WHAT THIS TASK INVOLVES: From the first line through the line containing "Kindly outline every instance of the shallow", transcribe the records exactly and include no other lines.

INFORMATION GIVEN:
-=-=-

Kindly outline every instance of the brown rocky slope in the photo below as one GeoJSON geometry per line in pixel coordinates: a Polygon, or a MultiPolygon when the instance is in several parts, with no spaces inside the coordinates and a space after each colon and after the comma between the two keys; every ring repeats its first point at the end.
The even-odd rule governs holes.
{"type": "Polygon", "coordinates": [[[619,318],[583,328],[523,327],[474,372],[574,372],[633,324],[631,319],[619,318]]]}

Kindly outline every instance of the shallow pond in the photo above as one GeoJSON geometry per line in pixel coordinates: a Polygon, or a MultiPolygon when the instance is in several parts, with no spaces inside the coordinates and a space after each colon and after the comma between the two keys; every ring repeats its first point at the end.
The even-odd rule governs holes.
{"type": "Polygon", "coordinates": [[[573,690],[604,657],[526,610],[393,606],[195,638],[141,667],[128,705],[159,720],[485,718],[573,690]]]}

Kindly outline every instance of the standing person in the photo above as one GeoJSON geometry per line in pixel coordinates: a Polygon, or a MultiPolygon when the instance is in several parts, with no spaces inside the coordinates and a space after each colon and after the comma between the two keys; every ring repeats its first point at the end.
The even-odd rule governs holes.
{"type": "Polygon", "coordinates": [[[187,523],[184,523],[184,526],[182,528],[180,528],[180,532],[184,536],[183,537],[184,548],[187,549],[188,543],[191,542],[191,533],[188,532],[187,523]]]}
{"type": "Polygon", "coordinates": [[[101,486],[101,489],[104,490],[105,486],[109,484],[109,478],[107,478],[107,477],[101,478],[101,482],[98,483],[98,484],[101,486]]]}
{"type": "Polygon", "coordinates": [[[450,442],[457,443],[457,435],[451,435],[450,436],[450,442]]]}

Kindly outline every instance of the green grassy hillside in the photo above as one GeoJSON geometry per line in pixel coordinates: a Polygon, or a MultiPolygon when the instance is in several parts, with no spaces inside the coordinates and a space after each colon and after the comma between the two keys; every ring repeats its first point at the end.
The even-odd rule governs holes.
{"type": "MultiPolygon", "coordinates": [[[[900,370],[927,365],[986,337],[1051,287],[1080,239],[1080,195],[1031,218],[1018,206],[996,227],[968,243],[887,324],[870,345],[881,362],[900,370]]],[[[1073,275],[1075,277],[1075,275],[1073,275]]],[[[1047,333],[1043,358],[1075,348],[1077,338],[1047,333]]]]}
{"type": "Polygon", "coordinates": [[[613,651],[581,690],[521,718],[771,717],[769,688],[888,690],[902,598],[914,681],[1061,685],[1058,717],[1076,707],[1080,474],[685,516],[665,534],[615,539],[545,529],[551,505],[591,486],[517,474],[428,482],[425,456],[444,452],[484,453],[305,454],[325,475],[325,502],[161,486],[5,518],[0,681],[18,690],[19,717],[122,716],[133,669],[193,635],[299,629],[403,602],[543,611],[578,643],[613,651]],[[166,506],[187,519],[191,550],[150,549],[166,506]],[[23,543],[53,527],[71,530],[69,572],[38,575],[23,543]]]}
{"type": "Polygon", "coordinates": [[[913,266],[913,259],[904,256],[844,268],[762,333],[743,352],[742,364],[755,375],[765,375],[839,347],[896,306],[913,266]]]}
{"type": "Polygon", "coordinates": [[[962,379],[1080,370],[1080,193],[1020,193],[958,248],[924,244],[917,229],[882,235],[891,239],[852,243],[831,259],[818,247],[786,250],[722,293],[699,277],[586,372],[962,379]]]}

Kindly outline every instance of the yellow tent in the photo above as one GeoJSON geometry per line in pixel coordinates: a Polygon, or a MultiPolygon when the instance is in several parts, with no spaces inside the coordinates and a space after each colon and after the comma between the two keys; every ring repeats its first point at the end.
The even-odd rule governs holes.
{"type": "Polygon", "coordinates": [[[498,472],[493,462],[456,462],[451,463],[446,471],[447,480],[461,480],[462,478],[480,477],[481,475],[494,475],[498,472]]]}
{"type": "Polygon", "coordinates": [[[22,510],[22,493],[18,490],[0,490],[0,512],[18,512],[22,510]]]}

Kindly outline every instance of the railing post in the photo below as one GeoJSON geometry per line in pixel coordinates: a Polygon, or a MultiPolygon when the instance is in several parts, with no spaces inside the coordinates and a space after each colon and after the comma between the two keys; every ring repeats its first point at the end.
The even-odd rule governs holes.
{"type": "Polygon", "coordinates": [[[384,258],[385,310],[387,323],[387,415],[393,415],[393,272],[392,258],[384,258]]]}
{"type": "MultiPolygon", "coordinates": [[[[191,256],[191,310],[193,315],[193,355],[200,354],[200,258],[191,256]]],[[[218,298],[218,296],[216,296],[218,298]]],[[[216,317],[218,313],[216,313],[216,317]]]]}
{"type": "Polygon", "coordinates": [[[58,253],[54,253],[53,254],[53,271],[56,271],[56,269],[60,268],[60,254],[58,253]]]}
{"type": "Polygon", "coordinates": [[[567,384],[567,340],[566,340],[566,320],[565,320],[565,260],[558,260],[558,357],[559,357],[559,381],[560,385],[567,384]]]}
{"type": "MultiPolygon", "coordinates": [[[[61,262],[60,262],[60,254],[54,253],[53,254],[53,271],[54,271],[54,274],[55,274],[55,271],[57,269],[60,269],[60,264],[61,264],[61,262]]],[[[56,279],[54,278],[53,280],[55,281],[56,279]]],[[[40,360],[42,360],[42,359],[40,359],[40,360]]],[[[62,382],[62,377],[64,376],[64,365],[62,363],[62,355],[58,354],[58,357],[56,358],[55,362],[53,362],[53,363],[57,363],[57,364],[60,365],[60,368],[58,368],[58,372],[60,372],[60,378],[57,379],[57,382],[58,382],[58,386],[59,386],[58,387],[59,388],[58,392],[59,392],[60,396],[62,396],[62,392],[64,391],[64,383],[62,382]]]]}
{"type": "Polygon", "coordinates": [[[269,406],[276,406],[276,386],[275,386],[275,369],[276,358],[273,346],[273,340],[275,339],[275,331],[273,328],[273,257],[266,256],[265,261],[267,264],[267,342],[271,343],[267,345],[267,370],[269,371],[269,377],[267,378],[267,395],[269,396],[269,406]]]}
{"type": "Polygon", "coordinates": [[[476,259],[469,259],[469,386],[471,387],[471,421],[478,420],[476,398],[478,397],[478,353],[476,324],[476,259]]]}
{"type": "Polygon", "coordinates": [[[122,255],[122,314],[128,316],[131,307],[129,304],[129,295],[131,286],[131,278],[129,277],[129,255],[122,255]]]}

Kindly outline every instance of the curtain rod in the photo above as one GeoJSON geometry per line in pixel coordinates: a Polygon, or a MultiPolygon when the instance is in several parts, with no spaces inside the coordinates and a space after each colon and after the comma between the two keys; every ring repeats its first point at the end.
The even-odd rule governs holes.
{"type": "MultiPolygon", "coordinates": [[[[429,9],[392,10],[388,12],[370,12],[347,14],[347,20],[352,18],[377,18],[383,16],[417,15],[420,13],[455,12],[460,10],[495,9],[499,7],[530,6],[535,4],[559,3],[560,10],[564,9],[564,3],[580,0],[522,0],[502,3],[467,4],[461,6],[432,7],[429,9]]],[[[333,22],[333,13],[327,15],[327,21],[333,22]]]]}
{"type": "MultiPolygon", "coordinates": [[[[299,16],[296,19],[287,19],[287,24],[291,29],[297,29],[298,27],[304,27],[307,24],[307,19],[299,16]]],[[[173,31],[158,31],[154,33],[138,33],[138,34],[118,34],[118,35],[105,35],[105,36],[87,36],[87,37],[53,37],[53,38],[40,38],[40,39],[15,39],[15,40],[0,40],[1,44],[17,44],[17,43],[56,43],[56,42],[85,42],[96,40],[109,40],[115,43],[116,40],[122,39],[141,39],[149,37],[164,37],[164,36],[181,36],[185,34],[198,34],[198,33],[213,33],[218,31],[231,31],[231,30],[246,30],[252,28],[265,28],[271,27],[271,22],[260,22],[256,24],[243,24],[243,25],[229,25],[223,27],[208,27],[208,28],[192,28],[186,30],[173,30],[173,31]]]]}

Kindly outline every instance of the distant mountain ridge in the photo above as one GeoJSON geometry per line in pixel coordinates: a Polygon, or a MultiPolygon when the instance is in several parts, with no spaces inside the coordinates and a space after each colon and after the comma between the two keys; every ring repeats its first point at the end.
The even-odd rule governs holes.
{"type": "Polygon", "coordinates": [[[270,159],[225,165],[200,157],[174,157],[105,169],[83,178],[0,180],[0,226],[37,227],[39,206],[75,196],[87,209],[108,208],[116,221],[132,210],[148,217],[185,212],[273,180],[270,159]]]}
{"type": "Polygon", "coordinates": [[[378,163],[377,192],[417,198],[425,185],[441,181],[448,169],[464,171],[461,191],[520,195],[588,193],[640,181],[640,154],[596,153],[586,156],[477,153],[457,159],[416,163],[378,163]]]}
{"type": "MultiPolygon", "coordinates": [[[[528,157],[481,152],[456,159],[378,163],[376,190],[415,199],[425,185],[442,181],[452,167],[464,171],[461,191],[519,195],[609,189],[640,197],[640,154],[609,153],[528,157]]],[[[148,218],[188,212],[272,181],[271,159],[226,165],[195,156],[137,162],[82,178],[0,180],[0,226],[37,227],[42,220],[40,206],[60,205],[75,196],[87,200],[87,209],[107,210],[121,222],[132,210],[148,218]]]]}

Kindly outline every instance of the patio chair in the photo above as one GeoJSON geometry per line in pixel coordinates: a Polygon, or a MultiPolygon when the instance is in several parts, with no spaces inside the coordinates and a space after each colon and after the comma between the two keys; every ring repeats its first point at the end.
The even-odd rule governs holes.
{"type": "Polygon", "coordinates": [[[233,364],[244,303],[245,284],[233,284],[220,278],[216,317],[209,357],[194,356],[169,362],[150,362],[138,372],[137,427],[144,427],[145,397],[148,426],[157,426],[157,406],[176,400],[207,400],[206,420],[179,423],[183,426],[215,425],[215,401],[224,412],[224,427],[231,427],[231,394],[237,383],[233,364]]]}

-=-=-

ANSWER SECTION:
Kindly outline every instance of the brown rocky slope in the photo below as one GeoJSON geometry per line in pixel coordinates: a Polygon, or a MultiPolygon when the instance is in several parts, with no spaces inside the coordinates and a space after each colon and after the comma between the two keys; every ring repeats its first point at the end.
The even-odd rule governs holes.
{"type": "Polygon", "coordinates": [[[619,318],[583,328],[523,327],[474,372],[574,372],[633,324],[631,319],[619,318]]]}

Kindly outline every instance of the shallow pond in the photo above as one GeoJSON geometry per line in pixel coordinates: a Polygon, or a MultiPolygon when the instance is in several parts, with no spaces inside the coordinates and a space after each colon and after the comma between the two keys; every ring repeats its first point at the end.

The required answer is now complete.